**Reading text:**
[START]

'How little I had known then. . . I had not known it possible for there to be people with hair a colour other than black and skin a colour other than brown. . . I did know now, but I felt like one of those magic vessels that could never be full in those stories told by the ancients. I felt like I could never know enough.' (p 214)
A very special book
This is not only a gripping read, but a hugely important book too. It is also an exciting, terrifying, moving and deeply disturbing one. It is a story that made me reflect profoundly on the world in which we live, where it has come from and where it is going. It took me to a place I have never been, a culture I have never known - and it helped me to realise, with shock and with grief, that all along it has been part of me, and I of it.
It is always good for children to be given access to places, times and cultures far distant from their own. For those who have roots in such cultures, it is good to recognise themselves in books, helpful in understanding who they are and where they come from. But for all others too, it is an important part of discovering their world culture and heritage. And when all of this is done as well as it is here, then it is a very splendid thing indeed. Such is the quality and sincerity of this writing that it doesn't take more than a few pages of Bone Talk for readers to be transported far away in both time and place - and yet to feel they completely belong there.
The 'cut'
There are two main themes to the story. It is the tale of Samkad, a boy from Bontok in the Philippines in 1899, who desperately wants 'the cut', the ceremony of circumcision that will initiate him as a man of his tribe. Echoing this, it is also the story of Luki, a highly spirited girl of the same tribe. She very much wants to be a boy, or perhaps, more accurately, wants to have the freedoms, opportunities and privileges of being a boy in a society where females are severely subjugated.

[END]

**Given information:**
[START]

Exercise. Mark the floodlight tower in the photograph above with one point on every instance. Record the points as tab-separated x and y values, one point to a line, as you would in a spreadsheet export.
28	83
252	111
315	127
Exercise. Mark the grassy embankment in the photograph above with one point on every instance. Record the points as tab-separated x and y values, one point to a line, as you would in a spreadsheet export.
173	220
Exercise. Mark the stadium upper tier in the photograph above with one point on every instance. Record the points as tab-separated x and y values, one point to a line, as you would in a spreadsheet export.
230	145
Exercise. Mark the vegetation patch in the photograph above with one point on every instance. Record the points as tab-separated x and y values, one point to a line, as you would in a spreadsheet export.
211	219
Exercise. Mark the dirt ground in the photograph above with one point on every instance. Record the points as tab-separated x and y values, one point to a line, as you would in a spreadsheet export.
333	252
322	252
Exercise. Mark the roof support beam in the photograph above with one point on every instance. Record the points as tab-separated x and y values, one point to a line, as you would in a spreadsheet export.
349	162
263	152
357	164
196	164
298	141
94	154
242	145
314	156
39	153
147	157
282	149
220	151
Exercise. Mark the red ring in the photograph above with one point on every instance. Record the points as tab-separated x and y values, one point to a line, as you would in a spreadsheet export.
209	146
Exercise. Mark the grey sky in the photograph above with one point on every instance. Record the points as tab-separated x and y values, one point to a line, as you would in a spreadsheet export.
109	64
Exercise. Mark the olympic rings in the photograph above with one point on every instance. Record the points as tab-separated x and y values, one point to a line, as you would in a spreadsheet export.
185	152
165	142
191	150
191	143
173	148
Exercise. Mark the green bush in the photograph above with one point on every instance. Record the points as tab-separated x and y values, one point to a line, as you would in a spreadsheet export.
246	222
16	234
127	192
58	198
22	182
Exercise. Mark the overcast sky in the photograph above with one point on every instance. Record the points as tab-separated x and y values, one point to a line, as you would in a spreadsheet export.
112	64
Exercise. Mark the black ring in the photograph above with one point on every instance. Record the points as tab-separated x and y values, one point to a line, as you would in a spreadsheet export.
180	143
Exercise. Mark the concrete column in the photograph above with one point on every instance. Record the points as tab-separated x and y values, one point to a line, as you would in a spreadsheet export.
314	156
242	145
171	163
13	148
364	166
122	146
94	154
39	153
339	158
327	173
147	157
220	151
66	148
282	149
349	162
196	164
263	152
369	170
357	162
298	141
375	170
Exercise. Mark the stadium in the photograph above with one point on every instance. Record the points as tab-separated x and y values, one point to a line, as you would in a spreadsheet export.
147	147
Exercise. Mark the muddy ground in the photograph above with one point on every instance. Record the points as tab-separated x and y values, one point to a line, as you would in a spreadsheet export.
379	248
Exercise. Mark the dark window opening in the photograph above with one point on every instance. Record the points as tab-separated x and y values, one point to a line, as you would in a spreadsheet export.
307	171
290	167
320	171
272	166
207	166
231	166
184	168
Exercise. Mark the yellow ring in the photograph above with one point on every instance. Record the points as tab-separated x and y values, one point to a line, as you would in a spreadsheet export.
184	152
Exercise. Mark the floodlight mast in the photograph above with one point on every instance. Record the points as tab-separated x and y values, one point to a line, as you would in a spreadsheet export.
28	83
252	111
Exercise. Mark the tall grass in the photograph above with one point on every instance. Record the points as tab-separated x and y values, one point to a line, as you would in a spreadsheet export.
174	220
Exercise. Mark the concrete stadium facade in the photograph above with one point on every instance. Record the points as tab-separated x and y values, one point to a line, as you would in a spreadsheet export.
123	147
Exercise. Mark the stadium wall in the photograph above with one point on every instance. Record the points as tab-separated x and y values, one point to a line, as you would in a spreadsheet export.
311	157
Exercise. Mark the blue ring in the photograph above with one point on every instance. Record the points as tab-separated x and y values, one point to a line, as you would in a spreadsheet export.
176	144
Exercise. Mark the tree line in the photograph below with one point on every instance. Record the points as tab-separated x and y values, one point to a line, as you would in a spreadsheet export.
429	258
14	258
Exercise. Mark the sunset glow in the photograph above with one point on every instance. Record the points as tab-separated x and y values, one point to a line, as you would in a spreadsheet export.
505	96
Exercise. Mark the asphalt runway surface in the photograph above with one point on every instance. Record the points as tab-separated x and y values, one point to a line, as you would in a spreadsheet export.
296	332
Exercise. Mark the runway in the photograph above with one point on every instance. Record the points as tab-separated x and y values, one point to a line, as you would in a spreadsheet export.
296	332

[END]

**Written tasks:**
1. Reproduce a passage from the Bone Talk review: begin at the words "A very special" and stop after the words "and I of it.".
2. Answer these questions about the Bone Talk review:
(a) What page number is given for the opening quotation?
(b) Where and in what year does Samkad's story take place?
(c) What is the name of the girl from the same tribe?
3. Extend the review of Bone Talk beyond its last sentence.
The material has no connection to the review of Bone Talk.

**The responses:**
1.
A very special book
This is not only a gripping read, but a hugely important book too. It is also an exciting, terrifying, moving and deeply disturbing one. It is a story that made me reflect profoundly on the world in which we live, where it has come from and where it is going. It took me to a place I have never been, a culture I have never known - and it helped me to realise, with shock and with grief, that all along it has been part of me, and I of it.

2.
(a) Page 214.
(b) Bontok in the Philippines, in 1899.
(c) Luki.

3.
All changed, changed utterly
The other strand is that of an indigenous, tribal society whose way of life is shattered by the violent intrusion of 'advanced' western culture. In this case the aggressors are the Americans. However this particular occurrence in many ways stands representative for the 'rape' of tribal societies that occurred in many parts of the world and over a period of many decades. It was a monstrosity of which the colonial British and other Europeans were every bit as guilty, as were the immigrant white Australians and various others. Of course we must not get over-romantic about such tribal societies; this one, for example, included head-hunters. But this author never sugar-coats the realities. She merely paints them in terms of accepted 'normal' life for her protagonists
This globalisation of 'civilisation', was perhaps inevitable, even necessary. However its implementation was frequently insensitive and more often viciously cruel and unspeakably arrogant, as well as selfishly acquisitive. In many senses the way of affecting change for such societies was more barbaric than the life it changed. All of this is disturbingly and uncompromisingly laid before Candy Gourlay's young readers in Bone Talk. However, by prominently including the figure of a 'good' American healer, she also shows her young readers the dangers of stereotyping and over-generalisation, even in these extreme circumstances. Thankfully, nothing here is too simplistically polarised.
Powerfully engendering empathy
This story is rendered even more powerful by being told from the Bontok perspective, from the point of view of a boy who understandably accepts his tribal life simply as everything he knows. I think we are well aware that history is so often written by 'the winners'. It is therefore so good and so important for children to hear the voice of the conquered as opposed to the conquering, both in this specific Philippines context, and in relation to its more general relevance. Empathy is all.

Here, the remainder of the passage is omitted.